## Records supplied
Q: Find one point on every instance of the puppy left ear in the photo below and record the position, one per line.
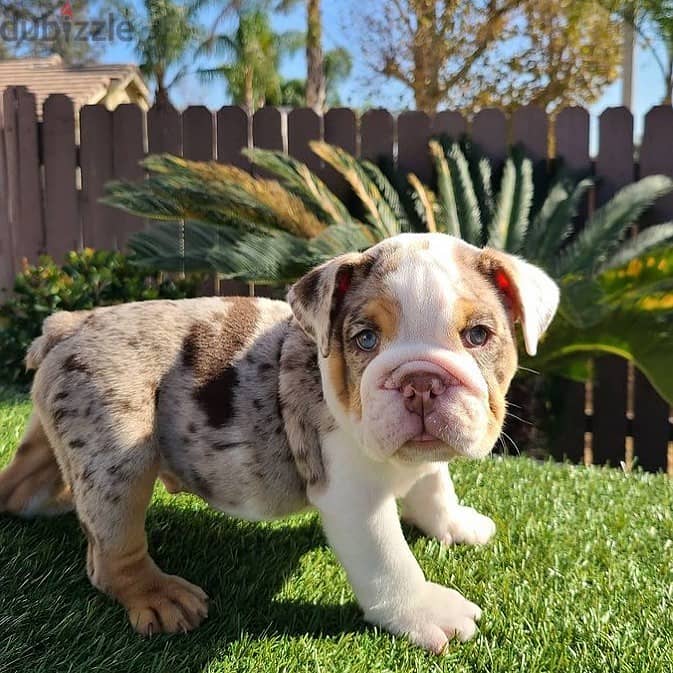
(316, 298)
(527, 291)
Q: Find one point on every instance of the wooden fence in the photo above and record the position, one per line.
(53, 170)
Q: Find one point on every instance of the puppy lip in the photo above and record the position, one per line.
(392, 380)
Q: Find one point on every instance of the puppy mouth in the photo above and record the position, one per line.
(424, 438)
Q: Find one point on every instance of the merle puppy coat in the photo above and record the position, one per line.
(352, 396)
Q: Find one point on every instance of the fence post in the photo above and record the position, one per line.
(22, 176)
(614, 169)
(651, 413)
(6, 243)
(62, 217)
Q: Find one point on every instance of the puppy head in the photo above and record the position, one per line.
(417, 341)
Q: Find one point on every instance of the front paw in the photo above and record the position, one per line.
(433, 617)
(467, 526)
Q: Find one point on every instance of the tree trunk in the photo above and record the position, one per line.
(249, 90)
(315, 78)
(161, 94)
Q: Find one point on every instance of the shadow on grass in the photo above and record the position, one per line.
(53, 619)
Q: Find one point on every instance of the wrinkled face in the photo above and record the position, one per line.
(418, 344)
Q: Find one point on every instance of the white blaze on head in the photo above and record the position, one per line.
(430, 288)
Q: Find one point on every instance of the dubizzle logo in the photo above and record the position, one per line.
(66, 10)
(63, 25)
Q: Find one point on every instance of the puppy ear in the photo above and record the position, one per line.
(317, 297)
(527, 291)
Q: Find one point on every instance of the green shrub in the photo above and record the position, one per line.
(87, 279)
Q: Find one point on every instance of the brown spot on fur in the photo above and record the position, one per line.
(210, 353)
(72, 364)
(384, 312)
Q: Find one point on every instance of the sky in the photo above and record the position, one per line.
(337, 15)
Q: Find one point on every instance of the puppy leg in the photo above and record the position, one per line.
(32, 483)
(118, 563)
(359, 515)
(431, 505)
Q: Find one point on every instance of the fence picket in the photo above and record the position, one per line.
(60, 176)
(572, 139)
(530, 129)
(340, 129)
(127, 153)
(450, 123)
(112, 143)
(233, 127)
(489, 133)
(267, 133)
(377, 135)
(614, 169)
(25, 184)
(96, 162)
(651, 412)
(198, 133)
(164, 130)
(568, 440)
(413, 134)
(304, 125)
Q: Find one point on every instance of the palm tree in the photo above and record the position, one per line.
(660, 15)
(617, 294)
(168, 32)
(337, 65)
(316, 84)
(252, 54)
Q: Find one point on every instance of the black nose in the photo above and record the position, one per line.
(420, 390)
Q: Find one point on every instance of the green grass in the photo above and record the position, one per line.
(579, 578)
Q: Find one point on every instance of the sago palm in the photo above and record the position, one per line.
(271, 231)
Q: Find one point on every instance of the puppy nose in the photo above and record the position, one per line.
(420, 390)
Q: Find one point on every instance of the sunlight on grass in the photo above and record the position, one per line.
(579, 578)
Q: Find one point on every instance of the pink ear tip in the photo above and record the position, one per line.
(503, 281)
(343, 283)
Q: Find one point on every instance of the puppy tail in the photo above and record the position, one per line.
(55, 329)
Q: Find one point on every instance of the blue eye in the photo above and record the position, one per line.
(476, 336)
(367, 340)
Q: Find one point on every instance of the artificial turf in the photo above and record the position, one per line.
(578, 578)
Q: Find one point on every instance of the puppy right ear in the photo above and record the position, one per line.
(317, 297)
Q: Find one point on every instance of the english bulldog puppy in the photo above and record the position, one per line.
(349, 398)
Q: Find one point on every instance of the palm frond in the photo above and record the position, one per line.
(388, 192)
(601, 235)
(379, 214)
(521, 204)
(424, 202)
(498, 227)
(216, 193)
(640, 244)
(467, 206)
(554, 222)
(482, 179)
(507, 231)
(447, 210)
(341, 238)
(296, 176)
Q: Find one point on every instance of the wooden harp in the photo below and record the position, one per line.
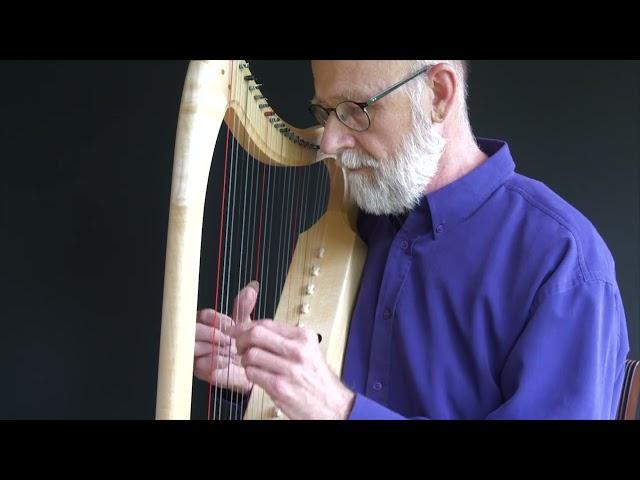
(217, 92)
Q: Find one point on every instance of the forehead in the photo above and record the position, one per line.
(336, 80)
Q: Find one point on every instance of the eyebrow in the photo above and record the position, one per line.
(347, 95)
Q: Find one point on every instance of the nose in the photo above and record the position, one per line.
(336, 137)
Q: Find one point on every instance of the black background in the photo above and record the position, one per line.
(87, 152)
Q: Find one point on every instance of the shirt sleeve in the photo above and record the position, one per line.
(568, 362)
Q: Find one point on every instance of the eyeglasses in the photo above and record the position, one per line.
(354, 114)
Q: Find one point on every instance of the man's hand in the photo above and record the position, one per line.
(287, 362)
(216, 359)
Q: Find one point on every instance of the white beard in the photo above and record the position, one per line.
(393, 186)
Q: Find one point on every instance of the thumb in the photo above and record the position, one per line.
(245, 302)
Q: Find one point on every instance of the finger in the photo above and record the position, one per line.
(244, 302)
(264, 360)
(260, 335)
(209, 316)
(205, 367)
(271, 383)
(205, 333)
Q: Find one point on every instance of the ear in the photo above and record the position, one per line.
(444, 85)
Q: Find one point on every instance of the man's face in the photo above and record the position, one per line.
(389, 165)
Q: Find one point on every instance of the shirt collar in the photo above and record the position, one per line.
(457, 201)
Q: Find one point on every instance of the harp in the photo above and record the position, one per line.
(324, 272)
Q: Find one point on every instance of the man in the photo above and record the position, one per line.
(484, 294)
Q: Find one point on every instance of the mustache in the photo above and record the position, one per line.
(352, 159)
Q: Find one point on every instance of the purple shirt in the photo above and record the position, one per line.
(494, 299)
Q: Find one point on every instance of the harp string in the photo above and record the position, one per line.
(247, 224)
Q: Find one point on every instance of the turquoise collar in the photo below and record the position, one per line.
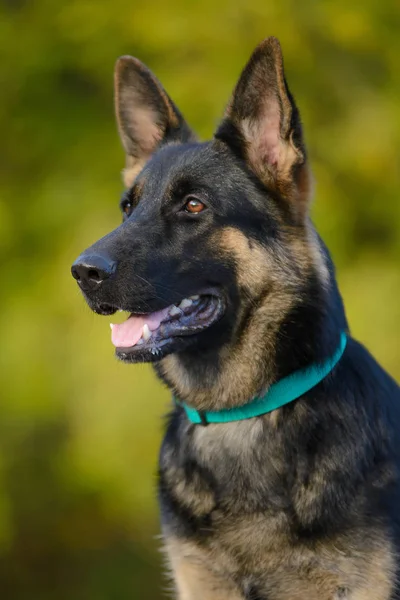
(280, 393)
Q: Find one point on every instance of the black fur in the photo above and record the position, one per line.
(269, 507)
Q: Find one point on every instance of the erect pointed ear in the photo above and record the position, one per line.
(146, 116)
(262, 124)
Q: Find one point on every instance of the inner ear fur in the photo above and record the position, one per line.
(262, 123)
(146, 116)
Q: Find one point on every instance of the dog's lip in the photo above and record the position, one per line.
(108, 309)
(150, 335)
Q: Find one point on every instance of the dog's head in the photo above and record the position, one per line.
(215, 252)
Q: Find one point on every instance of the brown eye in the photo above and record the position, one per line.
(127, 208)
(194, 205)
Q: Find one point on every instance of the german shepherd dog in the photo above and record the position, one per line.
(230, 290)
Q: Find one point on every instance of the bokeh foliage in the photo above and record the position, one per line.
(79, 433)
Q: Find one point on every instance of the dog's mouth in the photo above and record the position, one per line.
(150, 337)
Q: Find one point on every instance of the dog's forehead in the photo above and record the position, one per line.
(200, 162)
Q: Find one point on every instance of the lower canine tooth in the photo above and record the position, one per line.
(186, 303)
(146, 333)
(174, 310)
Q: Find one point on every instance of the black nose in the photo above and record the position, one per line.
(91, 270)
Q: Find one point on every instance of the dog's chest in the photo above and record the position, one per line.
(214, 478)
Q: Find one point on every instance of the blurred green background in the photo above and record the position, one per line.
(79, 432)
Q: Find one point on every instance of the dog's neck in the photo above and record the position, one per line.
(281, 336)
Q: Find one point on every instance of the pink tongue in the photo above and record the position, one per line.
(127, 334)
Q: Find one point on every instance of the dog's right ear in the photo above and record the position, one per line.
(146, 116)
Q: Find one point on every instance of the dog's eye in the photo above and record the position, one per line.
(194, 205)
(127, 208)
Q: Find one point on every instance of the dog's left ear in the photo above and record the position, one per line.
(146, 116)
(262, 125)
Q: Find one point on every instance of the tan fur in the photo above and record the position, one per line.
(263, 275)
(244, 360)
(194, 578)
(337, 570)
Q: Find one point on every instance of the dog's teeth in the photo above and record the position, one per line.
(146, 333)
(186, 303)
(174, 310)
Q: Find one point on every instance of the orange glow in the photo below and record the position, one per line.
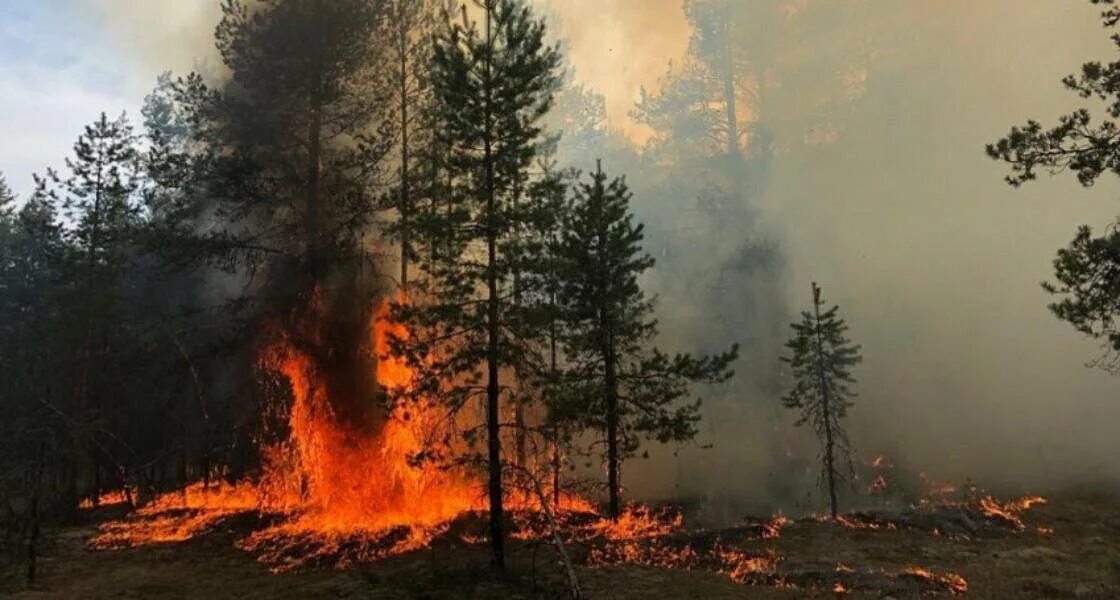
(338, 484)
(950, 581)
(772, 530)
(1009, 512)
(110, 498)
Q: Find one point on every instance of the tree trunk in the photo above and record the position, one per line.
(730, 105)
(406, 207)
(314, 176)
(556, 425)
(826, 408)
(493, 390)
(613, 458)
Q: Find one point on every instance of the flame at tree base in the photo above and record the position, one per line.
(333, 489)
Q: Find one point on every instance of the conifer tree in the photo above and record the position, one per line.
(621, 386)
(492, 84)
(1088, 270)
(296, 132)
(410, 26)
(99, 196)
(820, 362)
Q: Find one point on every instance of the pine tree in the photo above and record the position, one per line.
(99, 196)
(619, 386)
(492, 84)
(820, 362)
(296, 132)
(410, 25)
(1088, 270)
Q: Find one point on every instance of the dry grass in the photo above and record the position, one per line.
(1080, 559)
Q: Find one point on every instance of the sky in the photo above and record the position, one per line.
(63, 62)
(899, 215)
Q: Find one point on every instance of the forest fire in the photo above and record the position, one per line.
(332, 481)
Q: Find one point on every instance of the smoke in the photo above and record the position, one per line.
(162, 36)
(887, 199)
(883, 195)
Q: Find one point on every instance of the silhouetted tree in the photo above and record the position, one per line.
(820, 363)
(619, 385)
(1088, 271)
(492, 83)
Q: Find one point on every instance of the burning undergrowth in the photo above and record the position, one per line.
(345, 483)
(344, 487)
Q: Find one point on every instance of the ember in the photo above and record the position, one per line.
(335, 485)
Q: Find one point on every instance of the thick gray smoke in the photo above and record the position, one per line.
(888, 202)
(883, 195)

## Direction
Would you give again, word for word, every line from the one with "Q: Find one point on every instance of the smoke" through the final line of the listing above?

## Answer to the exercise
Q: Find one point on every instance of the smoke in the photo above and record the position, one per line.
(162, 36)
(887, 199)
(883, 195)
Q: Find one point on every instance of the silhouetted tree in the photo above and record the position, one per line.
(820, 363)
(619, 385)
(1088, 271)
(492, 83)
Q: Find one point on every instance of the burning undergrowth in the photo above and record the position, one per line.
(345, 483)
(344, 487)
Q: Find one point on every instance of the ember in the photo above and record the position, one per line.
(335, 485)
Q: Find one point on every instance of the thick gray smoke in the photo above and record the position, one per line.
(888, 202)
(883, 195)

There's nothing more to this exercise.